** Begin Records shown **

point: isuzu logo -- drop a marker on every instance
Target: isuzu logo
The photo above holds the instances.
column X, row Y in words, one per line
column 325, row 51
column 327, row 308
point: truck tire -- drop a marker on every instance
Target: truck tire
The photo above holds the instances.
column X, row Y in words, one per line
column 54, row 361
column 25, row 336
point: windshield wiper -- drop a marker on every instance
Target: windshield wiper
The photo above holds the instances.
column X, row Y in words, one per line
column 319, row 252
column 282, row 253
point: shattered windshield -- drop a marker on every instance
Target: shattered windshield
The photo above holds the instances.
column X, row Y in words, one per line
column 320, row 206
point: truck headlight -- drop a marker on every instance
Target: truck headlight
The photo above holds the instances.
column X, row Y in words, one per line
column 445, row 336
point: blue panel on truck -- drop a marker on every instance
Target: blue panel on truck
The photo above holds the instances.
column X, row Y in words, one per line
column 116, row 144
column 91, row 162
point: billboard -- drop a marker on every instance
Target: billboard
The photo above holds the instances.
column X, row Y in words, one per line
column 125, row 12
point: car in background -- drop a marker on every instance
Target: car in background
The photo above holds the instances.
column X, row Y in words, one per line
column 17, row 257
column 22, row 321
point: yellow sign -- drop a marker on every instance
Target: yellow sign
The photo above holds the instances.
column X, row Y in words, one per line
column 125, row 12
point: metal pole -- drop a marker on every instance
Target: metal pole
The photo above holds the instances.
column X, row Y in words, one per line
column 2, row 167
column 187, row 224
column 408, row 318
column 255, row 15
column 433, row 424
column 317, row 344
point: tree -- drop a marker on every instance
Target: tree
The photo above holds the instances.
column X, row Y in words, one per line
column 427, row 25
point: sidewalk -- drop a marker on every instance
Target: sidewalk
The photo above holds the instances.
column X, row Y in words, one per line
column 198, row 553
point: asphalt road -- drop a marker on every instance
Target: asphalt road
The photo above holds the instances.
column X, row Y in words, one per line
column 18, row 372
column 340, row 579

** End Records shown **

Rewrite the lines from the start through the line that contains "column 320, row 206", replacing "drop a marker" with "place a pin" everywhere in that span and leaving everything else unchanged.

point: isuzu logo -- place a pin on every instance
Target: isuzu logo
The photo above holds the instances.
column X, row Y in words, one per line
column 325, row 51
column 327, row 308
point: truck tire -- place a pin on every instance
Target: truck tire
The photo above holds the instances.
column X, row Y in words, one per line
column 54, row 361
column 25, row 336
point: windshield wiper -- place a pin on every instance
Target: windshield wiper
The photo above holds the instances.
column X, row Y in words, one per line
column 319, row 252
column 282, row 253
point: shattered windshield -- place a pin on every instance
Target: shattered windshield
The photo above holds the instances.
column X, row Y in words, one per line
column 320, row 206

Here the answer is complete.